WORK TO COMPLETE :: Count how many lines in the records below contain the string "target", treating uppercase and lowercase as different, and reply with that number alone.

--- BEGIN DATA SHOWN ---

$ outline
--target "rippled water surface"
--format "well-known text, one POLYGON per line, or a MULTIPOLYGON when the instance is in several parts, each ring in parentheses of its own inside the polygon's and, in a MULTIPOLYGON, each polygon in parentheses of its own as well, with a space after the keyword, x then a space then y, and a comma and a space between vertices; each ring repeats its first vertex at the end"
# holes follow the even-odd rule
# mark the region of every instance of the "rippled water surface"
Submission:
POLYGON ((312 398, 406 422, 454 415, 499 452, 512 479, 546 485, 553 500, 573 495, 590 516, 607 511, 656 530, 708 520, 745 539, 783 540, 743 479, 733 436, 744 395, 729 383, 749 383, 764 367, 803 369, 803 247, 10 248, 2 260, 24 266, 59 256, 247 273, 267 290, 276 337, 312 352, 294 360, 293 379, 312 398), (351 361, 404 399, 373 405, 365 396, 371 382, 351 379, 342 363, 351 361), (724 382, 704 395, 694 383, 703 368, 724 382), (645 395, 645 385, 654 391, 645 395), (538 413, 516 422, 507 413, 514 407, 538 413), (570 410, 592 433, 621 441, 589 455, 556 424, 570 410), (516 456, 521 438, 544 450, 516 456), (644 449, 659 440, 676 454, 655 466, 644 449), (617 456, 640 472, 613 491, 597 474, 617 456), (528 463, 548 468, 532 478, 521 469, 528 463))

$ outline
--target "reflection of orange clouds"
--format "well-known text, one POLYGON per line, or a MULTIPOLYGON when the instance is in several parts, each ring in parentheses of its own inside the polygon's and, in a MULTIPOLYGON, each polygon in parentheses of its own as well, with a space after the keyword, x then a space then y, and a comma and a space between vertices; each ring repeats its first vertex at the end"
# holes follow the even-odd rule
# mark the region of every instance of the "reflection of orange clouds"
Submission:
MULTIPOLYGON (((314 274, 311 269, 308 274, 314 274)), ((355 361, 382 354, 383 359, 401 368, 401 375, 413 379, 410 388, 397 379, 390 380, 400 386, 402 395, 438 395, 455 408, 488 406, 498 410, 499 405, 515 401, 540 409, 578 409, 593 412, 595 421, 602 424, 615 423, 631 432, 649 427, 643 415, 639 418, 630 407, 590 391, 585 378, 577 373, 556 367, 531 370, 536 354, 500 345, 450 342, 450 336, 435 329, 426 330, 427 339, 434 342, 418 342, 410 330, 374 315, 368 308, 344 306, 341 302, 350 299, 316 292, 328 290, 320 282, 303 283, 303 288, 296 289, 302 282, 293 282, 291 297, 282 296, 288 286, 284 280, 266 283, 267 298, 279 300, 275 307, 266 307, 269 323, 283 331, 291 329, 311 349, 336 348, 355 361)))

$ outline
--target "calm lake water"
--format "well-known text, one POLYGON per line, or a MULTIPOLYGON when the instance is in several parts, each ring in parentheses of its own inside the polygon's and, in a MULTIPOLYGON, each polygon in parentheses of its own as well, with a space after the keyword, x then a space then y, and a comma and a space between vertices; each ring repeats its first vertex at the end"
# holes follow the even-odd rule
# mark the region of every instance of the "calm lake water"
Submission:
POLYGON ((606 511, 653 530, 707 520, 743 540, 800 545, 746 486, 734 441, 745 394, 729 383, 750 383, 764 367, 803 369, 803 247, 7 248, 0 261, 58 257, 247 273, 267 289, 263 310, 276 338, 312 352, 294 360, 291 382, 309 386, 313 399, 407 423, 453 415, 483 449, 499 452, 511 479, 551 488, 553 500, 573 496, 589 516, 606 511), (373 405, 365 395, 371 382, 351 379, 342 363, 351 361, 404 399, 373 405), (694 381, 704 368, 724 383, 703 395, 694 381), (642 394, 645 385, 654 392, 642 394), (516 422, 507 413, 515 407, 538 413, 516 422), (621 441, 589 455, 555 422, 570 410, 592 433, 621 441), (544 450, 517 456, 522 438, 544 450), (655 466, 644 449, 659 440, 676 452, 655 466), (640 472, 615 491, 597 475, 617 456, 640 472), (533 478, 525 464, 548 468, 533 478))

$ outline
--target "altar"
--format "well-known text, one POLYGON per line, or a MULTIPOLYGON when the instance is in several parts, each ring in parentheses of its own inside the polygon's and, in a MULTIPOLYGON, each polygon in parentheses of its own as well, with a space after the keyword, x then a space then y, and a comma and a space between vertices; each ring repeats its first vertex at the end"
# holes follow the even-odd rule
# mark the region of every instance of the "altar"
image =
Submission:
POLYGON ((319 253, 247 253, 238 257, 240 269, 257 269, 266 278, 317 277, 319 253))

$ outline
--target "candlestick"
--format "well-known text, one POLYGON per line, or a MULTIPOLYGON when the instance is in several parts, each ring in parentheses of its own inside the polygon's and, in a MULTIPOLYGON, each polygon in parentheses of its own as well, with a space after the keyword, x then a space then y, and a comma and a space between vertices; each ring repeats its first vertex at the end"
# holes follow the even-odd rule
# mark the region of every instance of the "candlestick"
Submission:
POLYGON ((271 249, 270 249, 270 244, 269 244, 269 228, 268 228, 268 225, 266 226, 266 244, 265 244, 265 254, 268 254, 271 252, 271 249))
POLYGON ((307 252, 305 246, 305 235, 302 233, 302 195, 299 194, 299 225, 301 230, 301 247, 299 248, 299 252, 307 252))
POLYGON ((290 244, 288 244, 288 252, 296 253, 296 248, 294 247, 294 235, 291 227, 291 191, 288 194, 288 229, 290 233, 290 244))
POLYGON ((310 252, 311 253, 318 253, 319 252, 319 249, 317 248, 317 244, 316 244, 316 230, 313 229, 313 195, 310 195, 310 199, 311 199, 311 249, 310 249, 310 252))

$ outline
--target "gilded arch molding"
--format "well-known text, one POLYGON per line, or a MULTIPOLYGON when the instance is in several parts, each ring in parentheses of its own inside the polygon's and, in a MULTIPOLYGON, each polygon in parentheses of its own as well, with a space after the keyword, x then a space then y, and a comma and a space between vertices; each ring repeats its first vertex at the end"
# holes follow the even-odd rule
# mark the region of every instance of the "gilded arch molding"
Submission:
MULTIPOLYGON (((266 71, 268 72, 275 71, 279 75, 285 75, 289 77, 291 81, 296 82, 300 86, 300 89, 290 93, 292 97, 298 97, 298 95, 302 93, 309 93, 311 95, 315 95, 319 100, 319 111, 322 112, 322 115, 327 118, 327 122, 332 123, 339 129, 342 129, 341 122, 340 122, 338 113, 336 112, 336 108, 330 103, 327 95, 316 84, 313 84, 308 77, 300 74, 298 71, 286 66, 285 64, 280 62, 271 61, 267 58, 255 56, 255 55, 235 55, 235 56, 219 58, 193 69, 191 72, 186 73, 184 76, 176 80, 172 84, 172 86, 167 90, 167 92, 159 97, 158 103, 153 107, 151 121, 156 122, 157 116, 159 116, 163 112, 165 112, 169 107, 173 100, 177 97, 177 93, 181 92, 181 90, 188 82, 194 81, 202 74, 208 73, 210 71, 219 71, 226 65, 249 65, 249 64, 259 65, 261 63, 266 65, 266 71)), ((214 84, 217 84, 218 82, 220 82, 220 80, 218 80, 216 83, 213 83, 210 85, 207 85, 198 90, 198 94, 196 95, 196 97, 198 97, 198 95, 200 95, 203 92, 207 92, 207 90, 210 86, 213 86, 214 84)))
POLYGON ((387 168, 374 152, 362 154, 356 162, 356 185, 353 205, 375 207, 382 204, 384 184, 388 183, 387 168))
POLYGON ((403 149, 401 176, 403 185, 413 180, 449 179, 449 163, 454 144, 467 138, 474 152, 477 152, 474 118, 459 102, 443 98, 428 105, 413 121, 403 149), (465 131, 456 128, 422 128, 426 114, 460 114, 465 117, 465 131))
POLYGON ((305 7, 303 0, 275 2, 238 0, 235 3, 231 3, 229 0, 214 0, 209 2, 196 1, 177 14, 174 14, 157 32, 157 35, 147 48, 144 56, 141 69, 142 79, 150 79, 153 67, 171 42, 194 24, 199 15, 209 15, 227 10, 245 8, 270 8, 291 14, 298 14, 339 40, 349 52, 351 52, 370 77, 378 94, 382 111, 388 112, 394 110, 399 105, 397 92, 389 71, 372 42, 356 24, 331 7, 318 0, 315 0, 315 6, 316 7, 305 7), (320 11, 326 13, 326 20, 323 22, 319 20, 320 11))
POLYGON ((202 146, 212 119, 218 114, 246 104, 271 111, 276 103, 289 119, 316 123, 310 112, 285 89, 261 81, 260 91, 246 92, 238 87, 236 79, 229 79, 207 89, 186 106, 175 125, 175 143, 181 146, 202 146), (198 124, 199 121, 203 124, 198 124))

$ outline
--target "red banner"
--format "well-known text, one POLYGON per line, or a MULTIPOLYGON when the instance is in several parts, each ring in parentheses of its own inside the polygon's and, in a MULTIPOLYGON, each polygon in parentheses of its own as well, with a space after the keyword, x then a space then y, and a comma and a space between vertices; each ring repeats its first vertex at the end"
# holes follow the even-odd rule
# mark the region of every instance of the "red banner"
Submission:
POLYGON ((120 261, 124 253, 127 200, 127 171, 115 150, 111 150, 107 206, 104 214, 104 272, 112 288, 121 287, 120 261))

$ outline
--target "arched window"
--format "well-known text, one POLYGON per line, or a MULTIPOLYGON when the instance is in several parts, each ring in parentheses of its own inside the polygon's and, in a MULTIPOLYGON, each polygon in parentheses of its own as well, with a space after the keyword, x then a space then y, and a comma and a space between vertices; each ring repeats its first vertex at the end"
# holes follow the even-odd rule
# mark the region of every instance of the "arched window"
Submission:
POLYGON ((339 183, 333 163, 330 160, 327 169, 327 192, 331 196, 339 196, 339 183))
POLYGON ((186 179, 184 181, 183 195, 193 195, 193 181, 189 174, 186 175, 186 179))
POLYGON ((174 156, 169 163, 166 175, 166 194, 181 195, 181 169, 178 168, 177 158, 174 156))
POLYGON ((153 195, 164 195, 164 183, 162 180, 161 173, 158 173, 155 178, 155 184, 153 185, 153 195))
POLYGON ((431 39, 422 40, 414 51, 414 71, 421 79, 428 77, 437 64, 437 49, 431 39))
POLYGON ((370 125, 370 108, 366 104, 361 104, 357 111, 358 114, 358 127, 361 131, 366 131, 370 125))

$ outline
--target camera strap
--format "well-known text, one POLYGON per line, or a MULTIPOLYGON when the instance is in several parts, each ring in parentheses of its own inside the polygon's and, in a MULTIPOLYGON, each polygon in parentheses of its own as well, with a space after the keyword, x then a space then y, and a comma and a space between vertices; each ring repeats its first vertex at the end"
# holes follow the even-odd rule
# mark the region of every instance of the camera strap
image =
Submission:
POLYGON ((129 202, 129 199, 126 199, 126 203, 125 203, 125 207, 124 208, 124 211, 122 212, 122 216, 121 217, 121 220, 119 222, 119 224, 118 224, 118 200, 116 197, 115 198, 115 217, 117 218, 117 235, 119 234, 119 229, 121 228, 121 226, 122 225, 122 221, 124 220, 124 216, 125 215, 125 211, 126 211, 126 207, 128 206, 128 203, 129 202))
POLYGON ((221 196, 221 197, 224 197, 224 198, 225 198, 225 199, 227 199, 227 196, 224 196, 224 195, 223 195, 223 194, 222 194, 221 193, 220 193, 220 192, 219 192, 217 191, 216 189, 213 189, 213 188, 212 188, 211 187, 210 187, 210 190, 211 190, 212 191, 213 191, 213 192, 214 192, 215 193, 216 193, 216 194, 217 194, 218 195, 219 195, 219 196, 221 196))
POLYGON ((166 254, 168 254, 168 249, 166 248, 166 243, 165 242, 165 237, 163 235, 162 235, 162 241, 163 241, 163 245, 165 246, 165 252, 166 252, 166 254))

--- END DATA SHOWN ---

ANSWER TO THIS TASK :: 9